Records from a collection

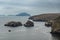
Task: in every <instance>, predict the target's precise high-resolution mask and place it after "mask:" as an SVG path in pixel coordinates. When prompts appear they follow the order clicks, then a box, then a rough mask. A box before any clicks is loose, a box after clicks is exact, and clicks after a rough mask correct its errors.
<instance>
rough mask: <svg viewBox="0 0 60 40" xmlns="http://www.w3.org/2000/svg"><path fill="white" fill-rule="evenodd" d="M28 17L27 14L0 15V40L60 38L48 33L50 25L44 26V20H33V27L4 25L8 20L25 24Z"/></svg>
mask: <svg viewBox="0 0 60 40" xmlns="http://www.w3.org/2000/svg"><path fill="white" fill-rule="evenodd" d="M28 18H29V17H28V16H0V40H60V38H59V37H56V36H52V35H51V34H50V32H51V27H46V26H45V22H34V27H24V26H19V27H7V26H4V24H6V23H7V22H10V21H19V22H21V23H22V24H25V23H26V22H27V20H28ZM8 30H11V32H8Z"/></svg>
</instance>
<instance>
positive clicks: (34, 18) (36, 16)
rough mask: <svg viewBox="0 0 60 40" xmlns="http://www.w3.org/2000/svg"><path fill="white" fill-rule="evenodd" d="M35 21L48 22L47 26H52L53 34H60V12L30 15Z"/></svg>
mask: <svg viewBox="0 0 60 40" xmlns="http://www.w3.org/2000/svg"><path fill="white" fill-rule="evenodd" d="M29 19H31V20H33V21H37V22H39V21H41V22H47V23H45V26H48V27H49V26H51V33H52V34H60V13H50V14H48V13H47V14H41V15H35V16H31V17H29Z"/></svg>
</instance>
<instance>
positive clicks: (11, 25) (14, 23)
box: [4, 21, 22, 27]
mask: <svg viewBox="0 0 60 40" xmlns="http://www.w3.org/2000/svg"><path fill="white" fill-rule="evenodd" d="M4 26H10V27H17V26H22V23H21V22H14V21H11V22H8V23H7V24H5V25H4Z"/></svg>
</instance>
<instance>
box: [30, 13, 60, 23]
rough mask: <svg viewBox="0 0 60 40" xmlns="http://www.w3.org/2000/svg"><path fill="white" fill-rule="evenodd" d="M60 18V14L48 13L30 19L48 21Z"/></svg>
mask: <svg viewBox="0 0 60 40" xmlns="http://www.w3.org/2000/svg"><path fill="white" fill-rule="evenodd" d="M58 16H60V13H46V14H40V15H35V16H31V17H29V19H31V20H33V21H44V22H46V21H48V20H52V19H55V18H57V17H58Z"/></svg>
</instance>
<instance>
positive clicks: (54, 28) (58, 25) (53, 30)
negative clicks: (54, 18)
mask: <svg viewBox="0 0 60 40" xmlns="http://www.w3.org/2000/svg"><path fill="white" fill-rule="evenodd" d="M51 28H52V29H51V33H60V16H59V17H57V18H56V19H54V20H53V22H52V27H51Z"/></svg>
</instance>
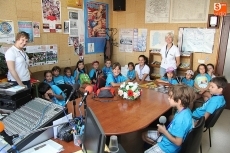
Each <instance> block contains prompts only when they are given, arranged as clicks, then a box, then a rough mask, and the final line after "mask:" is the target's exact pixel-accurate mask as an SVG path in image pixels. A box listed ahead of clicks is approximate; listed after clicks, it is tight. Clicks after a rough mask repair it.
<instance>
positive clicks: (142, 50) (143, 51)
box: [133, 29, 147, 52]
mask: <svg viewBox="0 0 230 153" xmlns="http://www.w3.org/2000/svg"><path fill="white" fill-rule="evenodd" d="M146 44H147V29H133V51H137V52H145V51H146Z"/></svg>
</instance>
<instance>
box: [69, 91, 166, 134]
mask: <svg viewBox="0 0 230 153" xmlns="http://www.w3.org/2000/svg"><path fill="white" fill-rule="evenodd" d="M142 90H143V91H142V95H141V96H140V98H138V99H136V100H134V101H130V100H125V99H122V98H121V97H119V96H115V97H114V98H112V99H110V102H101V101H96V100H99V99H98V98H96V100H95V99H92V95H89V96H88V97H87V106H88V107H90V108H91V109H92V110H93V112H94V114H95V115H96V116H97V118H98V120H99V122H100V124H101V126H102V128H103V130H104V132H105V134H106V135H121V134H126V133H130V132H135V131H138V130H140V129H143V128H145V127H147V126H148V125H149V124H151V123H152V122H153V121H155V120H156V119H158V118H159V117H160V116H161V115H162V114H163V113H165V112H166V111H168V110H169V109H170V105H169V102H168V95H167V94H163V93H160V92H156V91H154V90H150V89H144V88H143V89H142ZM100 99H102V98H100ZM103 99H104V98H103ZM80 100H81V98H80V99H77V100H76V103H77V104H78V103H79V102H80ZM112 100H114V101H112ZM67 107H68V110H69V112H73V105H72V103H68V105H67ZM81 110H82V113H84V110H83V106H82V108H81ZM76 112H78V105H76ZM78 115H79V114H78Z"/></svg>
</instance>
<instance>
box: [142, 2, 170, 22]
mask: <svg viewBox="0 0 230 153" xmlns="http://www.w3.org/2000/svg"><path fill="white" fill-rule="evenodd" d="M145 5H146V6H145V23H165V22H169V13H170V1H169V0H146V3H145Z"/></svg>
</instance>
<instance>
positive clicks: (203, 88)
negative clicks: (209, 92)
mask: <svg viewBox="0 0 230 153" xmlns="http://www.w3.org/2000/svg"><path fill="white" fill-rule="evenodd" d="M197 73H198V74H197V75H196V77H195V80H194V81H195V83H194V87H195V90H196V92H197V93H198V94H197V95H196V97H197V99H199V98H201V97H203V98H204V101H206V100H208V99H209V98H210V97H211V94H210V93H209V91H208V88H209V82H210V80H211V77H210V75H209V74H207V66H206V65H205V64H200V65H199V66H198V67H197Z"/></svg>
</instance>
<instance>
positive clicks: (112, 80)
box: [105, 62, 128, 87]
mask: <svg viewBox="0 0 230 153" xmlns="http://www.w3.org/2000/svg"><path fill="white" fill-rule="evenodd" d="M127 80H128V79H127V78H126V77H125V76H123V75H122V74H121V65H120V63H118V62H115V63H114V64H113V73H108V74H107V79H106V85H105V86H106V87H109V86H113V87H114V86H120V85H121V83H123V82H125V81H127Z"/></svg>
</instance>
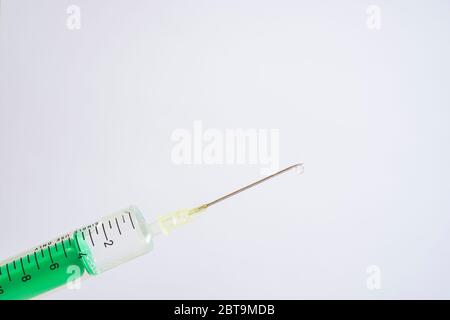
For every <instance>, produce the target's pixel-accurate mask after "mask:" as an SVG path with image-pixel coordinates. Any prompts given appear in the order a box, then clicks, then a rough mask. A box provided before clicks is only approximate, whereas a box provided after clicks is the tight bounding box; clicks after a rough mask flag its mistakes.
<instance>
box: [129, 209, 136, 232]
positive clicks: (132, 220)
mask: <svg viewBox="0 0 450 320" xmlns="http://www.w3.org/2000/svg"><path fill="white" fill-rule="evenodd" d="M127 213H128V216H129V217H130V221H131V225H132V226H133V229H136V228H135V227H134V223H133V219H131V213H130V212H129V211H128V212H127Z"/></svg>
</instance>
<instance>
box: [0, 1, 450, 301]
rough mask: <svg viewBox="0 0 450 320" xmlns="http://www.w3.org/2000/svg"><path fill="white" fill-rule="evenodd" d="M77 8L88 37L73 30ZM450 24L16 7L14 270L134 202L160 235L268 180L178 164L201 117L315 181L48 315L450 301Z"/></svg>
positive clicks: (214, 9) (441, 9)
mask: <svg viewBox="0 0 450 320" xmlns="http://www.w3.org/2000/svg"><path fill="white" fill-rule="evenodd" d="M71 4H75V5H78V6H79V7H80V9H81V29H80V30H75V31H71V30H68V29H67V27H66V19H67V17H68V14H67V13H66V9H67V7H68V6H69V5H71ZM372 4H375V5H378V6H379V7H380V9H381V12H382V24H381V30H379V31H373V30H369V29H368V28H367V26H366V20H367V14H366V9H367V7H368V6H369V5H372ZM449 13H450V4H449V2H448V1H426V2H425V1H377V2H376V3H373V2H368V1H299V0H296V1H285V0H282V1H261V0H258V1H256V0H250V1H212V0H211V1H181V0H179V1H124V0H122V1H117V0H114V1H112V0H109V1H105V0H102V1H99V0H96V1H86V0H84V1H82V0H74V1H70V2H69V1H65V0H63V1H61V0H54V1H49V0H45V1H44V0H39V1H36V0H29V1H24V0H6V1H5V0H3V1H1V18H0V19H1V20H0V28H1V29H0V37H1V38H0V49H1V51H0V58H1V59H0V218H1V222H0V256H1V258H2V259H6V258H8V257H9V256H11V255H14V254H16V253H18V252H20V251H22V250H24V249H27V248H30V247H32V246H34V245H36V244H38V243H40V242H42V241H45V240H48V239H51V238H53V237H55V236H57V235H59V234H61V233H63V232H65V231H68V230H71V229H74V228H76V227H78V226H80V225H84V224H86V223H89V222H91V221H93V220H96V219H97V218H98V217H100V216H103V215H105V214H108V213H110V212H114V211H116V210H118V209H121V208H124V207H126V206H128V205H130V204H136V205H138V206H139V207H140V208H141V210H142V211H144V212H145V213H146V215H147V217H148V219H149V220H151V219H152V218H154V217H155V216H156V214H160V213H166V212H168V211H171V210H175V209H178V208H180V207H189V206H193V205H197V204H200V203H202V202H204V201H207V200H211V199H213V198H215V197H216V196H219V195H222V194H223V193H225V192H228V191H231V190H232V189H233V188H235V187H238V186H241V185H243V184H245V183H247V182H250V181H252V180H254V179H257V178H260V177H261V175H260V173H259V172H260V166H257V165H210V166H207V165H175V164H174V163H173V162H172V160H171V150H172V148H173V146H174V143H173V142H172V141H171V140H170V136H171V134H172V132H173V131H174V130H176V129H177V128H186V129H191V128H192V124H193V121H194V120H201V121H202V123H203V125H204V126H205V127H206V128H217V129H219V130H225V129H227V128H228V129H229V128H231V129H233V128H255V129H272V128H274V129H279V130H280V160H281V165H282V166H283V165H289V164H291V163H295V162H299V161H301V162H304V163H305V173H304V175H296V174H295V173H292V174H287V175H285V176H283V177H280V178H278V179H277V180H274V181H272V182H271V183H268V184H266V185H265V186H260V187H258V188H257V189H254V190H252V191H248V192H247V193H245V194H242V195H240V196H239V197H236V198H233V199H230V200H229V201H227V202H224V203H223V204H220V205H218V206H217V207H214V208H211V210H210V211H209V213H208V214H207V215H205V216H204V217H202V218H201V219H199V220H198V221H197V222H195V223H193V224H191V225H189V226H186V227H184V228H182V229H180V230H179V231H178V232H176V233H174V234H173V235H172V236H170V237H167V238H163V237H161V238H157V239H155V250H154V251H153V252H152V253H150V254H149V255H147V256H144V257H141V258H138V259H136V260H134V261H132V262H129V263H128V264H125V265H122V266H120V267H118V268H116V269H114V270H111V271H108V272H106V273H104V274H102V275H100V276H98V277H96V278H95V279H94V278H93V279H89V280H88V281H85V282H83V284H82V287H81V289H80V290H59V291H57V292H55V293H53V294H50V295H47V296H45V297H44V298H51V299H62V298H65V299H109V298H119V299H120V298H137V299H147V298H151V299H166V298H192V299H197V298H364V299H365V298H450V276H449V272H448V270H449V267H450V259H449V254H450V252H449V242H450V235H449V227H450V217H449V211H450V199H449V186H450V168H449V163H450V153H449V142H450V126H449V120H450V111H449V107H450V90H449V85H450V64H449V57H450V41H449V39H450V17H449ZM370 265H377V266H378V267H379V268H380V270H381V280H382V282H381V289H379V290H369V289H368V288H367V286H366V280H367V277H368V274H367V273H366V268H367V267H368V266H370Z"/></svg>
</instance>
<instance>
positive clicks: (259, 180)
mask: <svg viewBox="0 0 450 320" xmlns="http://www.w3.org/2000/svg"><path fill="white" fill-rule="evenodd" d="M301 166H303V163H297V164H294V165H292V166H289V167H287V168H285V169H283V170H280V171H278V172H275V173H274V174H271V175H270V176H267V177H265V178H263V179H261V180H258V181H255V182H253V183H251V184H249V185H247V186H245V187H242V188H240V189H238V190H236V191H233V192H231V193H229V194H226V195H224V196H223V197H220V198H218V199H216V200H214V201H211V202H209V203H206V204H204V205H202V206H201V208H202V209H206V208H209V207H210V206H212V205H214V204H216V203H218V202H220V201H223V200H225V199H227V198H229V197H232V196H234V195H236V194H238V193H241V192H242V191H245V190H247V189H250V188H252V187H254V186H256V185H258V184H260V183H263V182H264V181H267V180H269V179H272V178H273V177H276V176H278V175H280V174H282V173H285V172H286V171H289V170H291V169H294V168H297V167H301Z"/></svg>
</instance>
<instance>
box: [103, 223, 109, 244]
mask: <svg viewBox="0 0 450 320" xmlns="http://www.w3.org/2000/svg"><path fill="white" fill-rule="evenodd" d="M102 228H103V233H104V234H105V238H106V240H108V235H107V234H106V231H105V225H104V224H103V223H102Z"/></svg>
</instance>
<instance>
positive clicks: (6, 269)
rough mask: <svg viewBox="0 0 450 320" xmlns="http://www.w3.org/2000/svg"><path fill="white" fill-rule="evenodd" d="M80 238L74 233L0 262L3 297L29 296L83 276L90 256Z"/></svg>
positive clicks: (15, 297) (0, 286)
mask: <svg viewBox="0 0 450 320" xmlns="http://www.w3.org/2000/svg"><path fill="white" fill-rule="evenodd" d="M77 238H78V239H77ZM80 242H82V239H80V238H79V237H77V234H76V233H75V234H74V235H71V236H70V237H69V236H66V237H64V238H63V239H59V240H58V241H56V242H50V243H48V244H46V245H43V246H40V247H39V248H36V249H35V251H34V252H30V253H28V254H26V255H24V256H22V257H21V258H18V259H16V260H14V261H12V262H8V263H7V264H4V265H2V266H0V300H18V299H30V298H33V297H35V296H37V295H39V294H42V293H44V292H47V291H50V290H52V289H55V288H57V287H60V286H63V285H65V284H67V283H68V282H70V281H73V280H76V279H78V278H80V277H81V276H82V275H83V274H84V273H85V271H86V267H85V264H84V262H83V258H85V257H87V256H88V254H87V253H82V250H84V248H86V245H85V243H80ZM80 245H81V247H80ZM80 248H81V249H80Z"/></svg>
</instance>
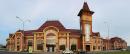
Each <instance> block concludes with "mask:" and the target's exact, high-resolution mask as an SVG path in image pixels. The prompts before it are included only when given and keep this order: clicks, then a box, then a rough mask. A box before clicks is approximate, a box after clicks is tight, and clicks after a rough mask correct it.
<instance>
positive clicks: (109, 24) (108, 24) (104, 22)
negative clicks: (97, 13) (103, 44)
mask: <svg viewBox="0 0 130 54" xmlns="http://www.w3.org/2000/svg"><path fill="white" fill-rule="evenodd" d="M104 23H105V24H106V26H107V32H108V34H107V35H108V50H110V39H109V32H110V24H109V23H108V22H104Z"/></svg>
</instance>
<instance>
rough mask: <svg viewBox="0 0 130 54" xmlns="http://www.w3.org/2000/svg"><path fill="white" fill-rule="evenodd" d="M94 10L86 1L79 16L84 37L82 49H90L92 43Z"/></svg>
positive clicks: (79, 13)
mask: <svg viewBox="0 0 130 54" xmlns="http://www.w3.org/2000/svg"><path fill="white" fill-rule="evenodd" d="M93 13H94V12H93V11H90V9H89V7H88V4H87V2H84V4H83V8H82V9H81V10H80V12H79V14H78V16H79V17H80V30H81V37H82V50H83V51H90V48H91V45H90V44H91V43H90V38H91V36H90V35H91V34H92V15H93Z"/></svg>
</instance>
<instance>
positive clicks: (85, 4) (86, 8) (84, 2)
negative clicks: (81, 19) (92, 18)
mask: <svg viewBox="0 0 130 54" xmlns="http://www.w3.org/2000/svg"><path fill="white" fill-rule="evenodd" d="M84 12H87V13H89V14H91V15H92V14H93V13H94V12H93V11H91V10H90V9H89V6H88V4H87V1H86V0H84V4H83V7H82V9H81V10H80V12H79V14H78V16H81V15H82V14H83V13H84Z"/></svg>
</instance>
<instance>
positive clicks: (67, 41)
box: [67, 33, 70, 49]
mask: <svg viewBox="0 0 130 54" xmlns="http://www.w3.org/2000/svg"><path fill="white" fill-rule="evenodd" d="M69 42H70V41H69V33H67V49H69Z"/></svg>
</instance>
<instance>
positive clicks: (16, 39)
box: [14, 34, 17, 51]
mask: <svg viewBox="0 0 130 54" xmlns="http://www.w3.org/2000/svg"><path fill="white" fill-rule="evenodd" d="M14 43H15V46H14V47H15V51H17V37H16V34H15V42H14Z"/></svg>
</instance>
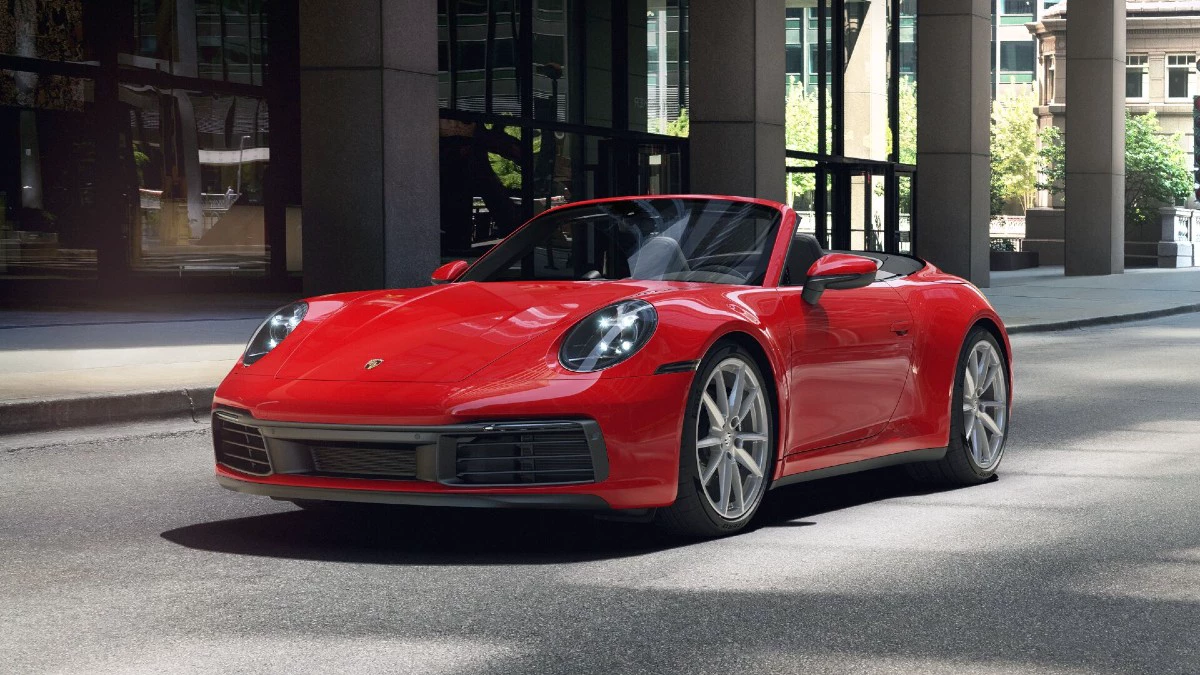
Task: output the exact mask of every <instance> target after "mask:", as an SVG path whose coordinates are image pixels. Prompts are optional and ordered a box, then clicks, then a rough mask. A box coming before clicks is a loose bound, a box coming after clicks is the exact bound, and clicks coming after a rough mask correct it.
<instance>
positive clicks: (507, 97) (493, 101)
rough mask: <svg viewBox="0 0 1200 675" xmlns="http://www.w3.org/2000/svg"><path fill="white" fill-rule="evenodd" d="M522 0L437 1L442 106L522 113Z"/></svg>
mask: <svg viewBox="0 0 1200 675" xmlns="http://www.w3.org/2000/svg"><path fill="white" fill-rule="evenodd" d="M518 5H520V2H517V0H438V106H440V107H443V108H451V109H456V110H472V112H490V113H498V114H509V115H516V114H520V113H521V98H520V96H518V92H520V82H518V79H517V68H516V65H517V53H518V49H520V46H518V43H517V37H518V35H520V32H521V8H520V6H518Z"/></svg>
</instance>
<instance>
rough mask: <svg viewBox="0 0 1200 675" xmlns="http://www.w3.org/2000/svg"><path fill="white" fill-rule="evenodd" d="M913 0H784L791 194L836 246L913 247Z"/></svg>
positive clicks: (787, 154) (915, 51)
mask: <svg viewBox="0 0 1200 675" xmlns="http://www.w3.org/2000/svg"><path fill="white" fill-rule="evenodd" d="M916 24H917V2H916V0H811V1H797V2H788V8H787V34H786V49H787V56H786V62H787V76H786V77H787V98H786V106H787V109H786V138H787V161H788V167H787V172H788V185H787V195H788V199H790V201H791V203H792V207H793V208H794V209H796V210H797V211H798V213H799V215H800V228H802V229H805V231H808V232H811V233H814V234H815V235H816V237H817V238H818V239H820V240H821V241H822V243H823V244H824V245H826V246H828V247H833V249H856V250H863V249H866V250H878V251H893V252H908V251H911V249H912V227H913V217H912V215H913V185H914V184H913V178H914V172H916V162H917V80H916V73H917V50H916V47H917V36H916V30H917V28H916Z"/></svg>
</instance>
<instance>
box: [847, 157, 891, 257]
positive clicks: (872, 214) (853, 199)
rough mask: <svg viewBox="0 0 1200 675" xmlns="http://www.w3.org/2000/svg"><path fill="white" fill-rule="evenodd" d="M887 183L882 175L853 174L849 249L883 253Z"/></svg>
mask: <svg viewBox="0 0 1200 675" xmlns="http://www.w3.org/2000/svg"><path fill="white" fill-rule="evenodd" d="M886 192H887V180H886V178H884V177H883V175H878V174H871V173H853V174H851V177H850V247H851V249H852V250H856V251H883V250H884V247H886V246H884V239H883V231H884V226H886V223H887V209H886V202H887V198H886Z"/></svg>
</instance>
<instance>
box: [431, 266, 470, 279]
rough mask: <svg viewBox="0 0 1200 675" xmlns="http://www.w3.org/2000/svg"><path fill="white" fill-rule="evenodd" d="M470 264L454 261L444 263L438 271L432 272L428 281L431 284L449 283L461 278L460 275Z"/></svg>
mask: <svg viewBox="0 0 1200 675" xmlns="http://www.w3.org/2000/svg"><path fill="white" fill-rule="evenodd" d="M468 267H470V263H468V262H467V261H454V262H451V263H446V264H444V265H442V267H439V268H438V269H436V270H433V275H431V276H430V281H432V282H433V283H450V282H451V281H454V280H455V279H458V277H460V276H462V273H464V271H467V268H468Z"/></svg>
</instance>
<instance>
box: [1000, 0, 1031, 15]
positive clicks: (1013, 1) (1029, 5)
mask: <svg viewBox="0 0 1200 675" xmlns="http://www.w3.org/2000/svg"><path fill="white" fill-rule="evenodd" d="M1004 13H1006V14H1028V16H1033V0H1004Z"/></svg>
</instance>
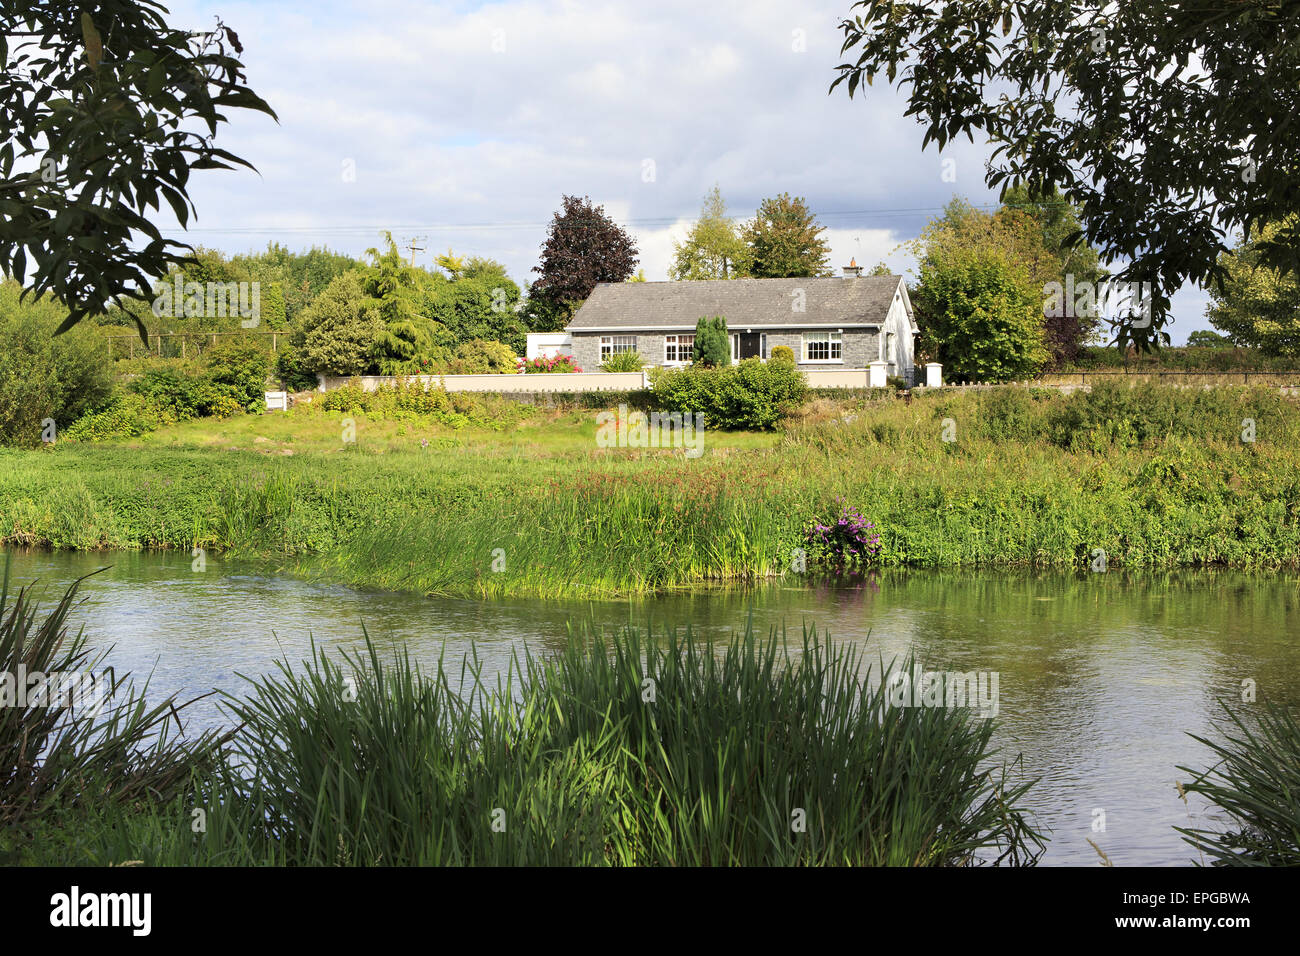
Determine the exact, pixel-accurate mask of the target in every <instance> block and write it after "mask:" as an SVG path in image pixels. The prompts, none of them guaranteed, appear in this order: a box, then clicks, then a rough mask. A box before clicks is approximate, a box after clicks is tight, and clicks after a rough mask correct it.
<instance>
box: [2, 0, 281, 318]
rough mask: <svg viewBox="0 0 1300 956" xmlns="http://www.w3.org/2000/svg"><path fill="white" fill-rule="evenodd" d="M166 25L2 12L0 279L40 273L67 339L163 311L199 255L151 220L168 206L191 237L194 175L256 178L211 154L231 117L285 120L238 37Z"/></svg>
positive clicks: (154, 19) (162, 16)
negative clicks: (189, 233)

- Required work:
From the records above, transcribe without alteration every line from the one with "box: [129, 209, 136, 232]" to the one with "box: [0, 1, 450, 301]", inclusive.

- Exercise response:
box: [129, 209, 136, 232]
positive clicks: (132, 220)
mask: <svg viewBox="0 0 450 320" xmlns="http://www.w3.org/2000/svg"><path fill="white" fill-rule="evenodd" d="M127 213H128V216H129V217H130V221H131V225H132V226H133V229H136V228H135V227H134V223H133V219H131V213H130V212H129V211H128V212H127Z"/></svg>
</instance>
<instance>
box: [0, 1, 450, 301]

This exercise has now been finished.